> _Texte de la page_:
# # # #

Et si le plus grand footballeur français des années post Platini n’était pas celui qu’on croit, mais Éric Cantona ? Onze ans après sa retraite sportive, l’ancien international (45 matchs, 19 buts) a conservé toute son aura. Qu’on en juge: le 9 avril 2008, alors qu’il se trouve en Angleterre pour assister à un quart de finale opposant son équipe fétiche de Manchester à l’AS Roma, les 40 000 spectateurs d’Old Trafford, ayant remarqué sa présence dans les tribunes, entonnent une formidable Marseillaise ! Rien que ça.
Il faut dire que sa prestance d’imperator (buste dressé, menton haut, col du maillot relevé), l’autorité qu’il dégageait, sa technique balle au pied, inégalée pour un athlète de cette taille (1m88), sa vista, la précision platinienne de ses ouvertures, son efficacité face au but, ont marqué les esprits. Autant que ses coups de sang, ses déclarations fracassantes, suicidaires presque quand il traite, par exemple, en août 1988, le sélectionneur national de “sac à merde”. Une question se pose en passant: quel joueur en activité aurait ce courage aujourd’hui? Même si le courage de l’insulte n’est pas toujours une valeur sûre… Mais Éric Cantona privilégiait la réplique au ressentiment, le franc-parler à la langue de bois, l’amour du jeu à l’argent.
Suspendu par les instances officielles pour avoir, en 1991, jeté le ballon sur un arbitre, Canto rompt le contrat qui le liait au club de Nîmes, stoppe sa carrière puis se ravise en tentant sa chance outre-Manche. Il y deviendra The King, l’une des premières superstars du football moderne.

# # # #

> _Données fournies_:
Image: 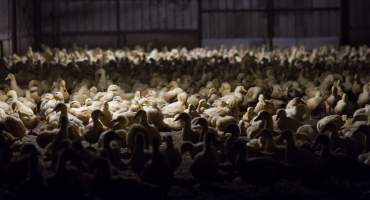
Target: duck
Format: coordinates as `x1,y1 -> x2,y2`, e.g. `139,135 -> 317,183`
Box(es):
4,115 -> 27,138
5,73 -> 25,97
129,133 -> 151,175
95,68 -> 108,91
326,85 -> 339,112
275,109 -> 303,132
334,93 -> 352,115
45,103 -> 69,158
306,91 -> 326,116
100,101 -> 112,128
162,135 -> 182,172
135,110 -> 160,146
254,94 -> 275,114
111,115 -> 129,130
285,97 -> 311,122
234,140 -> 287,186
247,111 -> 274,139
223,124 -> 241,164
83,110 -> 107,144
162,92 -> 187,117
175,112 -> 200,143
242,106 -> 256,123
99,130 -> 127,170
357,83 -> 370,107
189,129 -> 219,182
140,137 -> 173,187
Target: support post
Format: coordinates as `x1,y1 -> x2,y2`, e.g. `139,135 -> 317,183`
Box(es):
340,0 -> 350,45
266,0 -> 275,49
11,0 -> 18,53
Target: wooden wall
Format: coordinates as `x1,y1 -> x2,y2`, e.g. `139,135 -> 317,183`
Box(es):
0,0 -> 34,56
349,0 -> 370,45
41,0 -> 198,48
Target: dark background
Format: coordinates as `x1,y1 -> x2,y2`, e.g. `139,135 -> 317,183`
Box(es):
0,0 -> 370,56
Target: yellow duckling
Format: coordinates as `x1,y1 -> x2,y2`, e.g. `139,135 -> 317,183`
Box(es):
254,94 -> 275,114
357,83 -> 370,107
29,87 -> 41,104
242,106 -> 256,122
100,102 -> 112,128
5,73 -> 25,97
69,101 -> 92,124
163,81 -> 184,103
4,115 -> 27,138
326,85 -> 339,112
218,82 -> 231,97
285,97 -> 311,122
162,92 -> 188,117
275,109 -> 303,132
95,68 -> 108,91
112,115 -> 129,130
203,101 -> 231,117
84,110 -> 107,144
306,91 -> 325,115
334,93 -> 351,115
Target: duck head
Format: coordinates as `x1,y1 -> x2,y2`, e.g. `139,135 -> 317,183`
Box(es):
134,109 -> 148,122
276,109 -> 287,120
53,103 -> 68,115
175,112 -> 191,122
112,115 -> 129,128
91,110 -> 103,121
6,90 -> 18,100
224,124 -> 240,136
235,85 -> 248,94
5,73 -> 15,81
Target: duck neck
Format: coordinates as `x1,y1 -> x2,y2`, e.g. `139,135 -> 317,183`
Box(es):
59,115 -> 69,136
140,115 -> 149,127
285,136 -> 296,162
28,154 -> 42,180
363,134 -> 370,153
321,144 -> 330,159
236,148 -> 248,166
182,119 -> 191,141
93,117 -> 103,129
10,77 -> 18,90
263,136 -> 275,152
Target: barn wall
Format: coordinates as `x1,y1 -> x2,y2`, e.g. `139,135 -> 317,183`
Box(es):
0,0 -> 34,56
349,0 -> 370,45
0,0 -> 370,53
41,0 -> 199,48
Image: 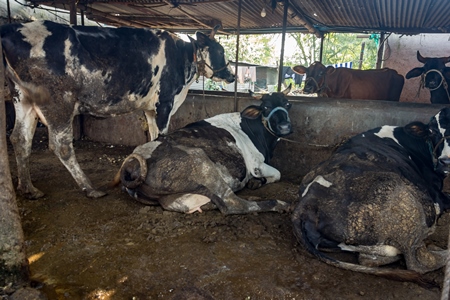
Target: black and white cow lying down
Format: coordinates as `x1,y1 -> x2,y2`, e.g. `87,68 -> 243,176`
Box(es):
0,21 -> 235,199
292,108 -> 450,285
116,87 -> 291,214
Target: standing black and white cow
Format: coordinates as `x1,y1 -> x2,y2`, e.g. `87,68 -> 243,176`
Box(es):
116,87 -> 291,214
292,108 -> 450,284
405,51 -> 450,104
0,21 -> 235,199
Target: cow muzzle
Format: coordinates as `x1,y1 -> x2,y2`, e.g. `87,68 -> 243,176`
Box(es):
436,157 -> 450,176
263,107 -> 292,137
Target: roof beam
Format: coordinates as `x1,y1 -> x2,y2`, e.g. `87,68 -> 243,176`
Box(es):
288,4 -> 323,39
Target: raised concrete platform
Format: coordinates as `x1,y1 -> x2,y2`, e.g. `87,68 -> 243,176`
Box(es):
84,93 -> 450,182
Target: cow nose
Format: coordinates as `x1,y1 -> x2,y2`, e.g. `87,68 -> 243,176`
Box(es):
227,73 -> 236,83
436,157 -> 450,175
303,85 -> 313,94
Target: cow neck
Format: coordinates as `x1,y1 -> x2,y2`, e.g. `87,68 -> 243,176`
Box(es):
241,117 -> 278,163
311,73 -> 329,97
427,135 -> 450,171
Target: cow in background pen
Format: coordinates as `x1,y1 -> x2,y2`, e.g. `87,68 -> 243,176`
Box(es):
0,21 -> 235,199
292,61 -> 405,101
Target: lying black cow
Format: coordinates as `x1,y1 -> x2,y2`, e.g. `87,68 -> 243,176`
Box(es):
406,51 -> 450,104
0,21 -> 235,199
292,108 -> 450,283
116,87 -> 291,214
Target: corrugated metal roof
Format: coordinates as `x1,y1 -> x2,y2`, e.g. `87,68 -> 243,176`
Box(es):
28,0 -> 450,34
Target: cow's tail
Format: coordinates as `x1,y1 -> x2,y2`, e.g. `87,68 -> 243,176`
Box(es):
293,218 -> 439,288
114,153 -> 147,189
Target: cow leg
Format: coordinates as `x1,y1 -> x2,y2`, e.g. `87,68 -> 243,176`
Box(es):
10,101 -> 44,199
48,123 -> 106,198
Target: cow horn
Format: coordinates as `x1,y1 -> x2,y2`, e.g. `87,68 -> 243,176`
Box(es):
209,24 -> 222,40
120,153 -> 147,189
417,50 -> 427,64
281,83 -> 292,95
248,90 -> 263,100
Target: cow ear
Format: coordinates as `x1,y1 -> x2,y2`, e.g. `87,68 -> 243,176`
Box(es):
291,66 -> 308,75
241,105 -> 261,120
248,90 -> 263,100
443,67 -> 450,78
326,66 -> 335,74
281,82 -> 292,95
404,122 -> 430,138
405,67 -> 425,79
195,31 -> 210,48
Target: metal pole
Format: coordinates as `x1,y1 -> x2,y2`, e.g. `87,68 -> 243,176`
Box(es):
277,0 -> 289,92
70,0 -> 77,25
81,10 -> 84,26
358,42 -> 366,70
6,0 -> 11,24
375,32 -> 385,69
234,0 -> 242,111
319,35 -> 325,62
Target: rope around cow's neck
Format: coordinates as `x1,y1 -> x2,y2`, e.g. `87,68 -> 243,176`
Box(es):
262,118 -> 330,148
415,69 -> 450,101
307,73 -> 328,97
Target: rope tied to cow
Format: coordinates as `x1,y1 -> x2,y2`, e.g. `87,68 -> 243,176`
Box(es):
306,74 -> 330,97
415,69 -> 450,101
262,117 -> 330,148
427,135 -> 450,170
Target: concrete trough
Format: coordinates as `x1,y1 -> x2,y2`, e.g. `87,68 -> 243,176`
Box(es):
83,92 -> 450,182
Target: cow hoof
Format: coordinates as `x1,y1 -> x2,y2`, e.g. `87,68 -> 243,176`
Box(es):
86,190 -> 107,198
277,200 -> 292,212
19,188 -> 45,200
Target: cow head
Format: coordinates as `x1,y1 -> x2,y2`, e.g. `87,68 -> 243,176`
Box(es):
241,85 -> 292,137
189,25 -> 235,83
406,51 -> 450,95
405,107 -> 450,176
292,61 -> 334,94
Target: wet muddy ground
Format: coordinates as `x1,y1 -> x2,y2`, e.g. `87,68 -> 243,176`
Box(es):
5,129 -> 449,300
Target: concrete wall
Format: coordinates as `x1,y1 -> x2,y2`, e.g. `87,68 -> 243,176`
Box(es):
85,93 -> 443,182
383,34 -> 450,103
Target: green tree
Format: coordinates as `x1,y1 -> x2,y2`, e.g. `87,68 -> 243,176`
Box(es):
284,32 -> 320,66
285,33 -> 378,69
218,34 -> 278,65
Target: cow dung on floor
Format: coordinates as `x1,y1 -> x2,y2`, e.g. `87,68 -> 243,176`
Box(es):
4,128 -> 450,300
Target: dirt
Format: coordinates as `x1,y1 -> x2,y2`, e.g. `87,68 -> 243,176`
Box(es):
5,128 -> 449,300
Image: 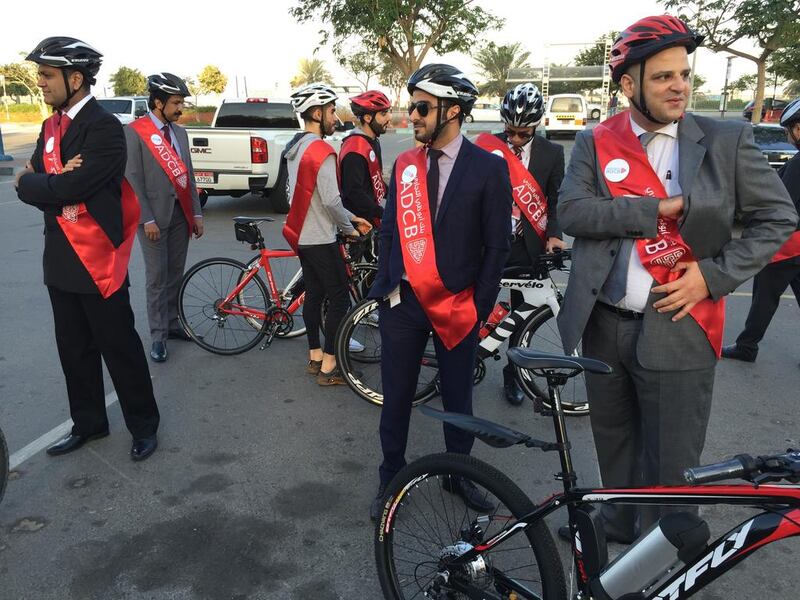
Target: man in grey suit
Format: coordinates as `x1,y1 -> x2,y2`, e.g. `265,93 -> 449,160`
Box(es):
125,73 -> 203,362
558,15 -> 797,543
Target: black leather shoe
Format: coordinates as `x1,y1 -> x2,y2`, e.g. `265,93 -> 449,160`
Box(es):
722,344 -> 758,362
47,429 -> 108,456
167,329 -> 192,342
150,342 -> 167,362
369,484 -> 386,521
503,367 -> 525,406
131,435 -> 158,461
442,476 -> 494,512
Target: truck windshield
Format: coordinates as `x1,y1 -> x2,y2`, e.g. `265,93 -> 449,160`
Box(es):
215,102 -> 300,129
97,98 -> 131,114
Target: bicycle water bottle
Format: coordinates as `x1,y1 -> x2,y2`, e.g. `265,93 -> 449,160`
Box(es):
592,512 -> 711,600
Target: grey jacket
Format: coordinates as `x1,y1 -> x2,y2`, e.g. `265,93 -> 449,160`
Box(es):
558,114 -> 798,371
284,132 -> 356,246
124,123 -> 202,229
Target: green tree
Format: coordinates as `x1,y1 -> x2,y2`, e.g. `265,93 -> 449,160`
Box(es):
289,0 -> 503,79
290,58 -> 333,87
108,67 -> 147,96
662,0 -> 800,123
475,42 -> 531,97
197,65 -> 228,94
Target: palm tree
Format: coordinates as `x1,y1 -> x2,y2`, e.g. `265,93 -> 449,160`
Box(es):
290,58 -> 331,87
475,42 -> 531,96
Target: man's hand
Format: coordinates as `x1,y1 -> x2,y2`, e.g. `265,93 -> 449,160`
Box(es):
658,196 -> 683,219
144,223 -> 161,242
61,154 -> 83,173
652,262 -> 711,321
544,237 -> 567,254
352,217 -> 372,235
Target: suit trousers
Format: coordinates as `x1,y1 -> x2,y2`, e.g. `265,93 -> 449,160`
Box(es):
138,203 -> 189,342
47,286 -> 159,439
583,306 -> 714,539
736,259 -> 800,351
379,280 -> 478,484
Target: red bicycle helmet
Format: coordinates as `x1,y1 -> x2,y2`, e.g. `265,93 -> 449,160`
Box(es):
350,90 -> 392,117
609,15 -> 704,83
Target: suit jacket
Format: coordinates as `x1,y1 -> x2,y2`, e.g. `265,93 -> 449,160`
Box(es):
18,98 -> 126,294
125,117 -> 202,229
369,138 -> 513,320
497,133 -> 564,262
558,114 -> 797,370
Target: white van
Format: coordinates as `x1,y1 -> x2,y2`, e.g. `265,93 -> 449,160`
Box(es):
544,94 -> 586,139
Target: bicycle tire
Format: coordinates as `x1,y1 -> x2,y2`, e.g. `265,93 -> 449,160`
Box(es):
375,453 -> 567,600
509,306 -> 589,417
178,258 -> 272,356
335,298 -> 438,406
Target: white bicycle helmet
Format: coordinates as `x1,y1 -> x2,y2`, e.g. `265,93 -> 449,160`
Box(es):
291,83 -> 339,114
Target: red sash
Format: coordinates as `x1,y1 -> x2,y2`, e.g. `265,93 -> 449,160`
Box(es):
339,133 -> 386,210
475,133 -> 547,243
283,139 -> 336,252
43,115 -> 139,298
769,231 -> 800,264
395,147 -> 478,350
593,113 -> 725,358
129,115 -> 194,235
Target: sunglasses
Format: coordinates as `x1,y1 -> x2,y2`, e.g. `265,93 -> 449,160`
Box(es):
505,129 -> 534,140
408,100 -> 441,119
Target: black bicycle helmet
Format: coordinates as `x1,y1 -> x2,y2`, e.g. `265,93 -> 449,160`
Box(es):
500,83 -> 544,127
147,71 -> 192,98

# # # #

> _Consignes_:
A – D'après le texte sur Éric Cantona, pourquoi les spectateurs d'Old Trafford se sont-ils mis à chanter la Marseillaise le 9 avril 2008 ? Répondez en une à trois phrases.
B – Recopiez le passage du texte sur Éric Cantona en commençant aux mots « Suspendu par les » et en vous arrêtant après « du football moderne. ».
Les données n'ont aucun lien avec le texte.

> _Réponses attendues_:
A – Ils avaient remarqué sa présence dans les tribunes. Il était venu en Angleterre pour assister au quart de finale entre Manchester et l'AS Roma.

B –
Suspendu par les instances officielles pour avoir, en 1991, jeté le ballon sur un arbitre, Canto rompt le contrat qui le liait au club de Nîmes, stoppe sa carrière puis se ravise en tentant sa chance outre-Manche. Il y deviendra The King, l’une des premières superstars du football moderne.